## Textauszug:
Des weiteren wird die Rolle des öffentlich-rechtlichen Rundfunks
herausgestellt und betont, daß er an den neuen Technologien teilhaben
sollte. Damit wird die Einordnung des öffentlich-rechtlichen Rundfunks als
Dienst von allgemeinem wirtschaftlichem Interesse bekräftigt und ein
"Schattendasein" klar abgelehnt.
Dadurch bekräftigt die Protokollerklärung den bereits zu Art. 90 II
formulierten Grundsatz, daß allein die Mitgliedstaaten das Recht
haben, den öffentlich-rechtlichen Programmauftrag festzulegen. Die
Kommission hat in diesem Bereich keinerlei Kompetenz. Außerdem werden in
der Entschließung Zielvorgaben deutlich, die den Fortbestand des
öffentlich-rechtlichen Rundfunks in konkurrenzfähiger Form fordern.

## Aufgaben:
- a) Erkläre in ein bis drei Sätzen, wodurch laut Textauszug die Einordnung des öffentlich-rechtlichen Rundfunks als Dienst von allgemeinem wirtschaftlichem Interesse bekräftigt wird.
- b) Wer hat nach dem Textauszug allein das Recht, den öffentlich-rechtlichen Programmauftrag festzulegen?
Die Daten haben mit dem Textauszug nichts zu tun.

## Datensätze:
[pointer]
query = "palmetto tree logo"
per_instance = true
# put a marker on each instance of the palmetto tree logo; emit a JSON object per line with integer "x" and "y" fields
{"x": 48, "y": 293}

## Lösungen:
- a) Die Einordnung wird bekräftigt, weil die Rolle des öffentlich-rechtlichen Rundfunks herausgestellt und betont wird, dass er an den neuen Technologien teilhaben sollte. Damit wird auch ein „Schattendasein“ klar abgelehnt.

- b) Allein die Mitgliedstaaten.